What needs to be done: Please recast the records from the line with "Return the mask of every instance of the mountain" up to and including the line with "203L18 204L18 197L0" as a JSON list of strings, one string per line and no other lines, with blank lines left out.

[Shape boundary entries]

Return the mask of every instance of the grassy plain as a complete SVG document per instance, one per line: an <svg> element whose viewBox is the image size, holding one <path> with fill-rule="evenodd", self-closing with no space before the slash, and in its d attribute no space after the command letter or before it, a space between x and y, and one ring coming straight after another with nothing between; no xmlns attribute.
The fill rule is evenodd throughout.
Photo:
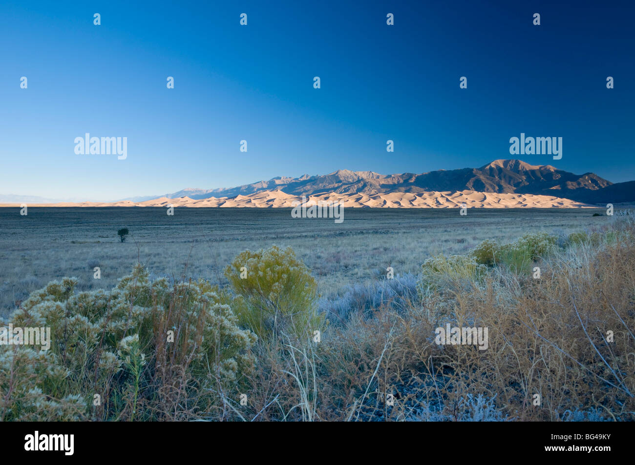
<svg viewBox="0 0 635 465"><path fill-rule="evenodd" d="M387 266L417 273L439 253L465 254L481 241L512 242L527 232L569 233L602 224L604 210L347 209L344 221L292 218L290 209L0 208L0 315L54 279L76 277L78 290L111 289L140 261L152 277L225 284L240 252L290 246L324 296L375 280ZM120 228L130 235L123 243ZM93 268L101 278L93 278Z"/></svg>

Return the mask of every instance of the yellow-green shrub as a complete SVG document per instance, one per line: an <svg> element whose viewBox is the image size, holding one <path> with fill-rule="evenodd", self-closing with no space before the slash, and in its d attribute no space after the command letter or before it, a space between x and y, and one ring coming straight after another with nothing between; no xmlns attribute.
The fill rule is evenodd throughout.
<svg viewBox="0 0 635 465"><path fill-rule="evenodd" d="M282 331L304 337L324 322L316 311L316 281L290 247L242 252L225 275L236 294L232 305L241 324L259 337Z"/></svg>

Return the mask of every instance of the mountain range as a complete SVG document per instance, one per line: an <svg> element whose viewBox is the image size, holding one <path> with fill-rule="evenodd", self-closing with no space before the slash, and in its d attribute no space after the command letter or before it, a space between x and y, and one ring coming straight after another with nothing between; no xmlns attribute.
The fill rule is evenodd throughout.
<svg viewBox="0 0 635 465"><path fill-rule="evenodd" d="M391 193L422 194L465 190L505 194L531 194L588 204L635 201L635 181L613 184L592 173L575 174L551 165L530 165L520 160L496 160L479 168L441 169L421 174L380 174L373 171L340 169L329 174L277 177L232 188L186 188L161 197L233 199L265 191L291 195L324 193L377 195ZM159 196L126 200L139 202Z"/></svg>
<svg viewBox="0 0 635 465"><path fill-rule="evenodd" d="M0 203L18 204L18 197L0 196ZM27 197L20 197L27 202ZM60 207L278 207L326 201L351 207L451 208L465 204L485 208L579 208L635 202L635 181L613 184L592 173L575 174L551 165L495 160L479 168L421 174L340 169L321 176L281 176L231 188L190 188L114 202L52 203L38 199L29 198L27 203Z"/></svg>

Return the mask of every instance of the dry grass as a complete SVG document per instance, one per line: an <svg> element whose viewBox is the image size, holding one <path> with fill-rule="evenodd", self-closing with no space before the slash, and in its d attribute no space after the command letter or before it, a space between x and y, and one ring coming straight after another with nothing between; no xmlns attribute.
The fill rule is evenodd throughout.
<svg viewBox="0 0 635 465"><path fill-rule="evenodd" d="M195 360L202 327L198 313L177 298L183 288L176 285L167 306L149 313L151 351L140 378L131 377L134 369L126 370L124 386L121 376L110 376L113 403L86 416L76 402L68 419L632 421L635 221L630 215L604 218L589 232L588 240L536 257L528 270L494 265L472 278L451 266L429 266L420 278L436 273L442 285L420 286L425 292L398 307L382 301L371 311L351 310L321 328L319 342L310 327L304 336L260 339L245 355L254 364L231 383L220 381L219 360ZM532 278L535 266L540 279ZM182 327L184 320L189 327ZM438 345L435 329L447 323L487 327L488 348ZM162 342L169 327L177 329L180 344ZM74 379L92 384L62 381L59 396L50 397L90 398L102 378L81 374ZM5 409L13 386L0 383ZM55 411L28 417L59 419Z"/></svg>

Result of this exercise:
[
  "Return the mask of every instance of the mountain range as a complete SVG document per instance, one per line: an <svg> element whose viewBox is the image size, holding one <path> with fill-rule=\"evenodd\", self-closing with no space before the slash, and in its d attribute no space after the command letter or before it, a space between x and y, and one ring coming straight after another with nothing between; no xmlns attribute.",
  "The fill rule is evenodd throughout.",
  "<svg viewBox=\"0 0 635 465\"><path fill-rule=\"evenodd\" d=\"M391 193L422 194L465 190L505 194L531 194L588 204L635 201L635 181L613 184L592 173L575 174L551 165L530 165L520 160L496 160L479 168L441 169L421 174L380 174L373 171L340 169L329 174L277 177L232 188L186 188L161 197L233 199L265 191L291 195L324 193L377 195ZM159 196L126 200L139 202Z\"/></svg>",
  "<svg viewBox=\"0 0 635 465\"><path fill-rule=\"evenodd\" d=\"M0 203L18 204L18 197L0 196ZM27 197L20 197L27 202ZM60 207L278 207L326 201L351 207L451 208L465 204L485 208L579 208L635 202L635 181L613 184L592 173L575 174L551 165L495 160L479 168L421 174L340 169L321 176L281 176L231 188L190 188L114 202L52 203L38 199L29 198L27 203Z\"/></svg>"
]